Goal of the exercise: Copy all the material below, exactly as it stands.

[Coordinate annotation records]
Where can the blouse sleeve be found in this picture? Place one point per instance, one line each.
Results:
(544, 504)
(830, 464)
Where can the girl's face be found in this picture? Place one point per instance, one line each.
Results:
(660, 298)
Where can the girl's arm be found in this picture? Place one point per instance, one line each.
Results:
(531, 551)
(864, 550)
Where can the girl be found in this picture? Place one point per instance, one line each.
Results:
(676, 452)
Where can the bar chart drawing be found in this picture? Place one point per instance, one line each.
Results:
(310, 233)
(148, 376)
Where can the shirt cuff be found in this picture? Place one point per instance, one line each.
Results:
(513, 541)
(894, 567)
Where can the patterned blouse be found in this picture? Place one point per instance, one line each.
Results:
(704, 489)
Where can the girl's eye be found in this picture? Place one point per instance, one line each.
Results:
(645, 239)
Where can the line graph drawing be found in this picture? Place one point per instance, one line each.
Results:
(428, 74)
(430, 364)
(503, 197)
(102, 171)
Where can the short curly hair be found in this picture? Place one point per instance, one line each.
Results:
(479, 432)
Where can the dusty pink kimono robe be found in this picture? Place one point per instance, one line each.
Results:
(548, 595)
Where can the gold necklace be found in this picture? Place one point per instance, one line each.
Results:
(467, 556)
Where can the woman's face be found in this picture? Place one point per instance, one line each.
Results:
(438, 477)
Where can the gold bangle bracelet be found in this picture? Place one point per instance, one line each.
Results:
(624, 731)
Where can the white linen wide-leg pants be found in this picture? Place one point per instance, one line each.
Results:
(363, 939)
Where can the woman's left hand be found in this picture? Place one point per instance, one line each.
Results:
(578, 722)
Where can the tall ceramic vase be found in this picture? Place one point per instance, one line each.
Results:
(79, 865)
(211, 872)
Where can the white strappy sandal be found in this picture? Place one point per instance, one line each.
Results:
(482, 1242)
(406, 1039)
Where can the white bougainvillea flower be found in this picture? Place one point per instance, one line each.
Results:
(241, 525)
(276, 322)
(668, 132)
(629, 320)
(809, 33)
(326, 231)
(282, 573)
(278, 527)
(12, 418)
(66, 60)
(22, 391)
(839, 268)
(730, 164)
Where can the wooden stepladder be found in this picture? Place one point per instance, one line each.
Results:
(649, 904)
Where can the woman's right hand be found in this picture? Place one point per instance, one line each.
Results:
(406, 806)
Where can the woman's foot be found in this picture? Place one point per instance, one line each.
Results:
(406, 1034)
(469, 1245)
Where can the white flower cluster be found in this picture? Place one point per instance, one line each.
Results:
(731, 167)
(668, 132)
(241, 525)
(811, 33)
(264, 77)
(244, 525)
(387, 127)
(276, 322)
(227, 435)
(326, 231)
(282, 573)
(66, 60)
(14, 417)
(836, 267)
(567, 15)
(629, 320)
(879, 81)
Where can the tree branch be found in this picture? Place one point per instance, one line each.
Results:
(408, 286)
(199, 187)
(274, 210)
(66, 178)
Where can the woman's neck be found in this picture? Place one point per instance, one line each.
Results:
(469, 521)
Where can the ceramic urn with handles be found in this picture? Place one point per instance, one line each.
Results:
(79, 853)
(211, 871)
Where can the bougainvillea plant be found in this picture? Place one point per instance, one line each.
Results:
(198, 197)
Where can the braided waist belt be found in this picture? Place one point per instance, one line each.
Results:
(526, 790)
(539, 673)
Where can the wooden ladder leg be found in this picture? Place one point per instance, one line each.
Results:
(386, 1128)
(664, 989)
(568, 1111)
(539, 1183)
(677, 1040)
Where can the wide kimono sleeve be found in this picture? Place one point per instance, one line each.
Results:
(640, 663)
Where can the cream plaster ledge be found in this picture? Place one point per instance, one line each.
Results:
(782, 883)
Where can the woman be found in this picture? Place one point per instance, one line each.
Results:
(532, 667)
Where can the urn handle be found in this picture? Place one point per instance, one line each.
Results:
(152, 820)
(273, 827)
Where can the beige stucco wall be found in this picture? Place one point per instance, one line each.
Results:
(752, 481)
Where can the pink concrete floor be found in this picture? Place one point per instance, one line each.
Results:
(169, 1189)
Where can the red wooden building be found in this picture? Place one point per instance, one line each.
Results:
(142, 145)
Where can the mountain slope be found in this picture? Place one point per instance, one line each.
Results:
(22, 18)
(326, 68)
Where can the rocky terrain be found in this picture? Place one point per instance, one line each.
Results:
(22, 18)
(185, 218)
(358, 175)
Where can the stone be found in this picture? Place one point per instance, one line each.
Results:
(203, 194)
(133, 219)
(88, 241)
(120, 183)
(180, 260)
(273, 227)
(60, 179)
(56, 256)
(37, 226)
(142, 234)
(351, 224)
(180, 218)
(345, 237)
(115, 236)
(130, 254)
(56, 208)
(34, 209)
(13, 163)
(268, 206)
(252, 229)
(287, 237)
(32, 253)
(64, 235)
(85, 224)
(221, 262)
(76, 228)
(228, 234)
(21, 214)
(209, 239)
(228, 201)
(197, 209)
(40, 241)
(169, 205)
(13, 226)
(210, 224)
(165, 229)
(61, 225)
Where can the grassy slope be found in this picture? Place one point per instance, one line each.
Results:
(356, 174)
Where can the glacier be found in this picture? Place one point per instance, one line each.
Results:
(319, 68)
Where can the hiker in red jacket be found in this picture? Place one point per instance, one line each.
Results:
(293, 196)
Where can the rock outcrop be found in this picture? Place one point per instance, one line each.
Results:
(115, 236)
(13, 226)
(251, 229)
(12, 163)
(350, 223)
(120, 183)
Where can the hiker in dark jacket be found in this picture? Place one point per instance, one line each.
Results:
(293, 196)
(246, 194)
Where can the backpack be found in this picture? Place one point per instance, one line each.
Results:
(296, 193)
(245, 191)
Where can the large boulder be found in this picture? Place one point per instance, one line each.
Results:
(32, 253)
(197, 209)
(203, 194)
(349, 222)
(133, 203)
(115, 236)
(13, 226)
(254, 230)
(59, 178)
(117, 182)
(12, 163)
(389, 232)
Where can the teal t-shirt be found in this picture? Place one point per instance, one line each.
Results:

Answer to this problem:
Where can the blouse sleeve be found in this picture? Place one point per instance, one line each.
Results:
(544, 504)
(830, 464)
Where can the girl's face be found in this picture? Place one point per instance, one line each.
Results:
(660, 298)
Where can the girl's arm be found in this picture? Place one point per instance, one line each.
Results:
(531, 551)
(864, 550)
Where can the girl be found in this picture? Place one point per instance, one line each.
Results:
(676, 452)
Where can the bar chart drawing be found in this picture? Place one point per instance, one line each.
Results:
(310, 233)
(148, 376)
Where can the shirt cuff be found in this picture? Place one point per instance, one line each.
Results:
(513, 541)
(894, 567)
Where can the patterned blouse be found in this picture? Place one point per instance, one line each.
Results:
(704, 489)
Where can the girl's eye be found in this picture? Place one point per instance, one line each.
Results:
(645, 239)
Where can the line graph drawing be found in this picture? Place one point per instance, one line each.
Results:
(428, 74)
(430, 364)
(503, 197)
(102, 171)
Where can the short curly hair be found in this picture? Place one point per instance, one line each.
Results:
(479, 432)
Where can the dusty pink kimono robe be found in this picture? Place one point per instance, one line each.
Results:
(548, 595)
Where can the gold necklace be found in this picture? Place one point per instance, one line each.
Results:
(467, 556)
Where can the woman's face be found in this picture? Place one point per instance, one line each.
Results:
(438, 477)
Where can the gold bangle bracelet be found in this picture? Place one point per instance, one line each.
Results:
(624, 731)
Where can the white linen wide-leg pants be found in this picture? Place one point per instance, one line each.
Results:
(363, 939)
Where can the woman's left hand be found in this picture? Place one point per instance, one line each.
Results:
(578, 722)
Where can the tall ceramic vase be found in this picture? Place one point per instance, one line each.
Results:
(79, 865)
(211, 872)
Where can the white strappy sandal be found in this picture? Place one point per instance, one line each.
Results:
(482, 1242)
(406, 1039)
Where can the white bougainvillea flower be found in this picture? Place one point per instance, one line each.
Results:
(241, 525)
(276, 322)
(668, 132)
(629, 320)
(809, 33)
(326, 231)
(282, 573)
(278, 527)
(12, 418)
(66, 60)
(22, 391)
(839, 268)
(730, 164)
Where can the wooden stepladder be found in this picture? Place one point per instance, one line each.
Results:
(649, 904)
Where can the woman's right hand be found in this picture? Place one point per instance, one line each.
Results:
(406, 806)
Where can the woman's foot be found in this picture? Place one point per instance, one line each.
Results:
(406, 1034)
(469, 1245)
Where can the white flower cluster be found in this picture? Place one point per instance, one line each.
Results:
(731, 167)
(668, 132)
(241, 525)
(811, 33)
(264, 77)
(244, 525)
(387, 127)
(276, 322)
(227, 435)
(326, 231)
(282, 573)
(66, 60)
(14, 417)
(836, 267)
(567, 15)
(629, 320)
(879, 81)
Where can the tree branch be found in this picture? Place one point per instance, one line each.
Results:
(408, 286)
(199, 187)
(274, 210)
(66, 178)
Where can the woman's neck be found in this picture? Place one point per instance, one line each.
Results:
(469, 521)
Where can the ceramic urn with handles be found in this picture? Place one point per instance, one line each.
Results:
(79, 853)
(211, 871)
Where can the bougainvillea plant be found in this picture? Place one point per instance, one line each.
Results:
(198, 197)
Where can the braided waist belt be found in this picture? Place one point per instance, one line each.
Results:
(526, 790)
(539, 673)
Where can the wooden ladder leg be found in this picture? Place one point per instance, one line each.
Results:
(386, 1128)
(664, 989)
(568, 1111)
(539, 1183)
(677, 1040)
Where can the wide kimono sleeve be found in this picture? Place one point per instance, one line each.
Results:
(640, 663)
Where can the cream plaster ledge be found in this picture? Place one point per instance, one line each.
Results:
(782, 883)
Where can the woman be found in this picture? Place one point per instance, one line each.
Results:
(532, 667)
Where can the urn handle be found in this picture? Place one point per instance, one line each.
Results:
(152, 820)
(273, 827)
Where can the beige stucco wall be found in this picture? Place one point per instance, one line each.
Results:
(752, 481)
Where can the pink concrete floor be found in this picture? Place one point per instance, one line each.
Results:
(169, 1189)
Where can the red wooden building be found in this picture? Place one point per instance, one line each.
Results:
(142, 145)
Where can the mountain slope be found in this picture? Place one point per instance, one line each.
Results:
(22, 18)
(326, 68)
Where can the rocky terrain be found in this picture? Place one point per instance, one line each.
Results:
(22, 18)
(185, 218)
(358, 175)
Where can the stone be found in this picture? Place one point per instance, one line each.
Results:
(203, 194)
(133, 219)
(88, 241)
(120, 183)
(180, 260)
(273, 227)
(60, 179)
(56, 256)
(37, 226)
(142, 234)
(351, 224)
(180, 218)
(345, 237)
(115, 236)
(130, 254)
(56, 208)
(34, 209)
(13, 163)
(268, 206)
(252, 229)
(287, 237)
(32, 253)
(64, 235)
(85, 224)
(221, 262)
(76, 228)
(228, 234)
(21, 214)
(209, 239)
(228, 201)
(197, 209)
(40, 241)
(169, 205)
(13, 226)
(210, 224)
(165, 229)
(61, 225)
Where can the grassy slope be found in this picture? Place one point per instance, one line each.
Results:
(356, 174)
Where can the glacier be found in this picture? Place one point per instance, one line each.
Results:
(319, 68)
Where can the hiker in red jacket be found in this picture? Place one point per instance, one line each.
Results:
(293, 196)
Where can the rock outcrop be found in this picture? Place one point per instance, one line each.
Results:
(115, 236)
(13, 226)
(251, 229)
(12, 163)
(350, 223)
(120, 183)
Where can the hiker in dark jacket be found in this picture? Place one point per instance, one line each.
Results:
(293, 196)
(246, 194)
Where can the backpack be found in this picture? Place one point per instance, one line each.
Results:
(296, 193)
(245, 191)
Where can the large boulder be found in this picture? Place one point per instance, one line each.
Results:
(32, 253)
(197, 209)
(203, 194)
(349, 222)
(133, 203)
(115, 236)
(13, 226)
(254, 230)
(59, 178)
(117, 182)
(12, 163)
(389, 232)
Where can the teal t-shirt be found in this picture? Place one point per instance, one line each.
Results:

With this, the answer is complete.